▶ _Work instruction_: Which of the lines below contain the string "Phrase"? Copy each one.

▶ _Exercise data_:
*** Block opens ***

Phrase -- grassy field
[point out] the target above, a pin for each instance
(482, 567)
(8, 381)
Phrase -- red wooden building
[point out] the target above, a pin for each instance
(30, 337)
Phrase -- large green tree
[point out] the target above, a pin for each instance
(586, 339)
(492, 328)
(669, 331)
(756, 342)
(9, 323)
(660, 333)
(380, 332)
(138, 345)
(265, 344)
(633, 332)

*** Block closes ***
*** Block opens ***

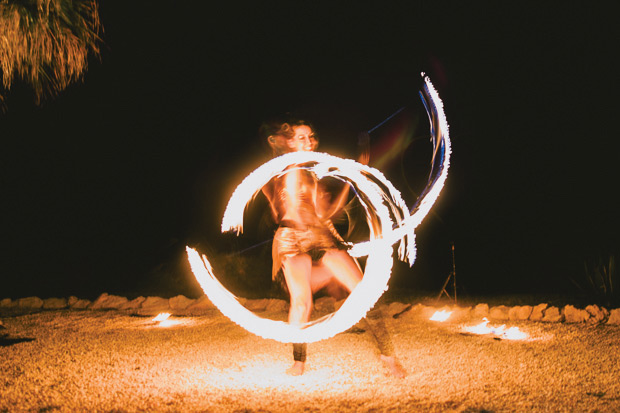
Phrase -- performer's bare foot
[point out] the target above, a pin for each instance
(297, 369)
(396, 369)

*** Block closes ***

▶ _Answer to this exercise_:
Phrase -- grassy field
Phrase -- red wooden building
Phrase -- large green tree
Phrase -- performer's bare foot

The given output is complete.